▶ _EXERCISE OBJECTIVE_: Rewrite the records with every "dot" changed to "marker", keeping the rest unchanged.

▶ _GIVEN RECORDS_:
=====
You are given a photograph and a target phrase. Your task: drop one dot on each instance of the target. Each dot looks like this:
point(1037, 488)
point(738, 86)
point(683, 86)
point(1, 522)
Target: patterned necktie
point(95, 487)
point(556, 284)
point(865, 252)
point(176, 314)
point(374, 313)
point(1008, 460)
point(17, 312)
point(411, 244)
=====
▶ _SOLUTION FOR THIS PROBLEM_:
You are given a photograph and a target phrase. Your task: drop one marker on each instance of the target. Each marker looks like this:
point(1037, 488)
point(738, 86)
point(683, 86)
point(1, 522)
Target: patterned necktie
point(95, 487)
point(556, 284)
point(865, 252)
point(176, 314)
point(374, 313)
point(1008, 460)
point(17, 312)
point(411, 244)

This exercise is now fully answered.